ЦЕЛЬ ЗАДАНИЯ –
Приведите фрагмент интервью с Ниной Николаевой между «С Ниной Александровной» и «от неминуемой смерти.» включительно, заменив «улицы Советских воинов» на «улицы Победы».

ФРАГМЕНТ СТРАНИЦЫ –

>>>

Спасибо за внимание и Владимиру Владимировичу, и Александру Юрьевичу. Человеку немного надо. Самое главное – любить свою Родину. Дороже Родины у нас ничего нет. Нужно помнить и беречь все, и устраивать так, чтобы все было хорошо. Помогать надо, приложить все силы, чтобы жизнь была счастливая и радостная, чтобы люди жили мирно и спокойно, чтобы они не знали, что такое война, голод, смерть и страх. Чтобы они не пережили того, что пришлось мне пережить. Этого нельзя допустить. Спасибо всем, кто не забывает наше поколение, пережившее ад войны. Я думала, что надоела всем, а оказывается, не надоела. Мне очень приятно, что все помнят, все прислали мне благодарности. Спасибо им за внимание.
– Спасибо вам, дорогая Нина Александровна! С наступающим Днем Победы! Храни вас Господь!
С Ниной Александровной Николаевой
беседовала Ирина Ахундова
Ее имя вписано в «Книгу Памяти» под нарисованной ею схемой деревни Мхи (ст. Мшинская) после освобождения от фашистов. В год 75-летия Великой Победы Совет ветеранов, администрация и Совет депутатов Мшинского сельского поселения Лужского муниципального района выразили благодарность Нине Николаевой за личный вклад в благоустройство улицы Советских воинов, строительство «Сквера Памяти» и создание мемориала «Книга Памяти». Вспоминая свое довоенное и военное детство, Нина Александровна то и дело повторяла: «как сейчас вижу», «как сейчас помню». День 22 июня, который она пережила 80 лет тому назад, помнит, словно это было вчера. Она благодарит Господа, подарившего ей долгую, трудную и насыщенную жизнь, и бабушку, научившую ее молитвам, которые спасли ее и других узниц концлагеря от неминуемой смерти.
Нина Александровна Николаева
– Нина Александровна, у вас в Красном углу стоят иконы. А ваша мама молилась в те трудные военные годы?
– Даже не знаю. Мама тогда была убита горем. А икон я не видела. Но бабушка была верующая. Когда война началась, эти бомбежки, она все говорила: «Конец света!» и просила: «Вот эту молитву выучи и читай». У меня память хорошая была, и я выучила молитвы Пресвятой Троице, Богородице и «Отче наш». Я выжила только благодаря молитвам. Как страшно становилось, я начинала сразу эти молитвы читать, как молоток. Может быть, не по порядку, не так, как нужно, но это для меня было утешением.

<<<

Фрагменты набора данных для разметки точек
>>>

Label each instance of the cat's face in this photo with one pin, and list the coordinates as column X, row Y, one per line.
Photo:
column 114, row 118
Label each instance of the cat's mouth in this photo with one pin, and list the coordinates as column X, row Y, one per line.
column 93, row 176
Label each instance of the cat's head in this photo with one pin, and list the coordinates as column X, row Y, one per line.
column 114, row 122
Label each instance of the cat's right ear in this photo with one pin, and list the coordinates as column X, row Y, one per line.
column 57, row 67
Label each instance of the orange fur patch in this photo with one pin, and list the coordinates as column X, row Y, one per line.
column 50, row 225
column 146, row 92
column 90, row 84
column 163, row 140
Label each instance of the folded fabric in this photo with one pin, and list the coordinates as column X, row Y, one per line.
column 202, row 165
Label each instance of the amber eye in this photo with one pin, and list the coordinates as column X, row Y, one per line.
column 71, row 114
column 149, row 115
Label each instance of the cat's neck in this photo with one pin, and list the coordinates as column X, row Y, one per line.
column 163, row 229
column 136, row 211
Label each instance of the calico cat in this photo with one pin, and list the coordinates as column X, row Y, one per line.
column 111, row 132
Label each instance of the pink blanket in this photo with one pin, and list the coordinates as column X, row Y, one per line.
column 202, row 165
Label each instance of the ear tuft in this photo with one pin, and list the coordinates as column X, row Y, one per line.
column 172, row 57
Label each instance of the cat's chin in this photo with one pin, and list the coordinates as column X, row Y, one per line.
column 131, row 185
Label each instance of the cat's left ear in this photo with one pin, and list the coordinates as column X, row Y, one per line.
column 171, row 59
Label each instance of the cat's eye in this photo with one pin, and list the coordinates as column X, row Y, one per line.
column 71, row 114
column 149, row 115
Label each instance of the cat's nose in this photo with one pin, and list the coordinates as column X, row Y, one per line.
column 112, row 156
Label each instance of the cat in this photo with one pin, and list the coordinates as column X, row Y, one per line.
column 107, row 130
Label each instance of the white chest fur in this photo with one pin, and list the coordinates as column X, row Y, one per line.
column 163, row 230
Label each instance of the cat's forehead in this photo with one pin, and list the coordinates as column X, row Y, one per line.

<<<

РЕШЕНИЕ ЗАДАНИЯ –
С Ниной Александровной Николаевой
беседовала Ирина Ахундова
Ее имя вписано в «Книгу Памяти» под нарисованной ею схемой деревни Мхи (ст. Мшинская) после освобождения от фашистов. В год 75-летия Великой Победы Совет ветеранов, администрация и Совет депутатов Мшинского сельского поселения Лужского муниципального района выразили благодарность Нине Николаевой за личный вклад в благоустройство улицы Победы, строительство «Сквера Памяти» и создание мемориала «Книга Памяти». Вспоминая свое довоенное и военное детство, Нина Александровна то и дело повторяла: «как сейчас вижу», «как сейчас помню». День 22 июня, который она пережила 80 лет тому назад, помнит, словно это было вчера. Она благодарит Господа, подарившего ей долгую, трудную и насыщенную жизнь, и бабушку, научившую ее молитвам, которые спасли ее и других узниц концлагеря от неминуемой смерти.